**What needs to be done**: Reproduce the entries below, swapping "rough mask" for "coarse mask" and leaving everything else unchanged.

========

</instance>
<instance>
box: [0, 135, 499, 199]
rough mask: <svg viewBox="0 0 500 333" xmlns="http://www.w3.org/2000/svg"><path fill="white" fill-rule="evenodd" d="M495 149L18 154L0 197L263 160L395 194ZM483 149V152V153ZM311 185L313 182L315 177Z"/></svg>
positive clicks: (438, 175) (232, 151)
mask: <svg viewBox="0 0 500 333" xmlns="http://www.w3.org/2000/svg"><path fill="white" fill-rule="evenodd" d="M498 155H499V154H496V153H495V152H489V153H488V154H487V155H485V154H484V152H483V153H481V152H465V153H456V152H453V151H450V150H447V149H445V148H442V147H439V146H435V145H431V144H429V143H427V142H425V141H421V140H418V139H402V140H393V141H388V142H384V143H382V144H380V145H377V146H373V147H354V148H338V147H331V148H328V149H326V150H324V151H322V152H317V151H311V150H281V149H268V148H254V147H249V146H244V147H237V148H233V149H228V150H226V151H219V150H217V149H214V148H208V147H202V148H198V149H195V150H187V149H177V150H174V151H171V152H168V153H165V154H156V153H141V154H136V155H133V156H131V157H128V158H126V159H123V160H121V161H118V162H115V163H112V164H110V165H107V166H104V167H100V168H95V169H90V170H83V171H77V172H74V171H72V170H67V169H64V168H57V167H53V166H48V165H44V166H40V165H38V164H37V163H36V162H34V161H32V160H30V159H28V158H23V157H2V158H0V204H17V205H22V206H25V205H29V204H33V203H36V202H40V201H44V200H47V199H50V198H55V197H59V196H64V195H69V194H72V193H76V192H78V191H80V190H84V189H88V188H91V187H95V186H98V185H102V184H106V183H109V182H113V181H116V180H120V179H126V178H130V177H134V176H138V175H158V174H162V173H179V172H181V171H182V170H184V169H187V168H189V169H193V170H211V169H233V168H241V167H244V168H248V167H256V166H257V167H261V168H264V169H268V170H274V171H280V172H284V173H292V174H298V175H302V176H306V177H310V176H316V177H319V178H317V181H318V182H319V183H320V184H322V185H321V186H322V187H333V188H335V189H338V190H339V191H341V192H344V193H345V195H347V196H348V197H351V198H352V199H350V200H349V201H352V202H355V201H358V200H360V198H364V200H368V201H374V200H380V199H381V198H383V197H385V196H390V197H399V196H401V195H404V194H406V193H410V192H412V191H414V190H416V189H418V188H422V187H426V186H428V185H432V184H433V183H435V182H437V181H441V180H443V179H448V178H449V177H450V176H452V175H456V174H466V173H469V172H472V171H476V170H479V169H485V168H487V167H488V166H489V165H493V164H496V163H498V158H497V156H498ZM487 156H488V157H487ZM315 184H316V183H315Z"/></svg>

========

**Reply to the task**:
</instance>
<instance>
box: [0, 135, 499, 199]
coarse mask: <svg viewBox="0 0 500 333" xmlns="http://www.w3.org/2000/svg"><path fill="white" fill-rule="evenodd" d="M495 149L18 154L0 197L263 160L395 194ZM483 149V152V153ZM311 185L313 182L315 177Z"/></svg>
positive clicks: (438, 175) (232, 151)
mask: <svg viewBox="0 0 500 333" xmlns="http://www.w3.org/2000/svg"><path fill="white" fill-rule="evenodd" d="M498 155H499V154H496V153H495V152H489V153H488V154H487V155H485V154H484V152H483V153H481V152H465V153H456V152H453V151H450V150H447V149H445V148H442V147H439V146H435V145H431V144H429V143H427V142H425V141H421V140H418V139H402V140H393V141H388V142H384V143H382V144H380V145H377V146H373V147H354V148H338V147H331V148H328V149H326V150H324V151H322V152H317V151H311V150H281V149H268V148H254V147H249V146H244V147H237V148H233V149H228V150H226V151H219V150H217V149H214V148H208V147H202V148H198V149H195V150H187V149H177V150H174V151H171V152H168V153H165V154H156V153H141V154H136V155H133V156H131V157H128V158H126V159H123V160H121V161H118V162H115V163H112V164H110V165H107V166H104V167H100V168H95V169H90V170H83V171H77V172H74V171H72V170H67V169H64V168H57V167H53V166H48V165H44V166H40V165H38V164H37V163H36V162H34V161H32V160H30V159H28V158H23V157H2V158H0V204H17V205H22V206H25V205H29V204H33V203H36V202H40V201H44V200H47V199H50V198H55V197H59V196H64V195H69V194H72V193H76V192H78V191H80V190H84V189H88V188H91V187H95V186H98V185H102V184H106V183H109V182H113V181H116V180H120V179H126V178H130V177H134V176H138V175H158V174H162V173H179V172H181V171H182V170H184V169H187V168H189V169H193V170H211V169H233V168H241V167H244V168H248V167H256V166H257V167H261V168H264V169H268V170H274V171H280V172H284V173H292V174H298V175H302V176H306V177H310V176H316V177H319V178H317V181H318V182H319V183H320V184H322V185H321V186H322V187H333V188H335V189H338V190H339V191H341V192H344V193H345V195H347V196H348V197H351V198H352V199H350V200H349V201H352V202H355V201H358V200H360V198H364V200H368V201H374V200H380V199H381V198H383V197H385V196H390V197H399V196H401V195H404V194H406V193H410V192H412V191H414V190H416V189H418V188H422V187H426V186H428V185H432V184H433V183H435V182H437V181H441V180H443V179H448V178H449V177H450V176H452V175H456V174H466V173H469V172H472V171H476V170H479V169H485V168H487V167H488V166H489V165H493V164H496V163H498V158H497V156H498ZM487 156H488V157H487ZM315 184H316V183H315Z"/></svg>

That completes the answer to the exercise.